TEXTAUSZUG »
※
Die Vanille steht für Wärme und Sinnlichkeit, gleichzeitig hat sie aber auch ein gewisses Imageproblem. Wer Vanilleeis bestellt, outet sich vermeintlich als unkreativ und langweilig und auch im erotischen Jargon werden ‚Vanillas‘ häufig belächelt. Und dennoch: Auch der härteste Dom zeigt beim Gedanken an Omas Vanillepudding sein sanftestes Lächeln, außerdem ist die Vanille ein echter Booster für zahlreiche Düfte und Aromen.
Vanille, was ist das eigentlich?
Vanille ist eine Gewürzpflanze aus der Familie der Orchideen. Die Gattung Vanilla umfasst etwa 120 Arten, von denen 15 aromatische Kapseln liefern, die als Vanilleschoten bezeichnet werden. Die wichtigste Art für die Erzeugung von Vanilleschoten ist die Gewürzvanille (Vanilla planifolia), von der ungefähr 95 Prozent der weltweiten Produktion stammen. Ursprünglich kommt die Vanille aus Mexiko und Mittelamerika, wird heute aber überwiegend auf Madagaskar, Réunion (früher Île Bourbon genannt, daher der Name Bourbon-Vanille) und anderen Inseln des Indischen Ozeans angebaut.
※
GEGEBENE INFORMATIONEN »
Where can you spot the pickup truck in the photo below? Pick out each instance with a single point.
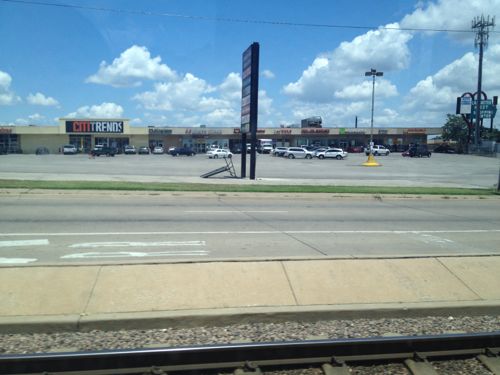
※
Gib den Abschnitt des Vanille-Textes von „Die Vanille steht“ bis „Düfte und Aromen.“ wortgetreu wieder.

Die Vanille steht für Wärme und Sinnlichkeit, gleichzeitig hat sie aber auch ein gewisses Imageproblem. Wer Vanilleeis bestellt, outet sich vermeintlich als unkreativ und langweilig und auch im erotischen Jargon werden ‚Vanillas‘ häufig belächelt. Und dennoch: Auch der härteste Dom zeigt beim Gedanken an Omas Vanillepudding sein sanftestes Lächeln, außerdem ist die Vanille ein echter Booster für zahlreiche Düfte und Aromen.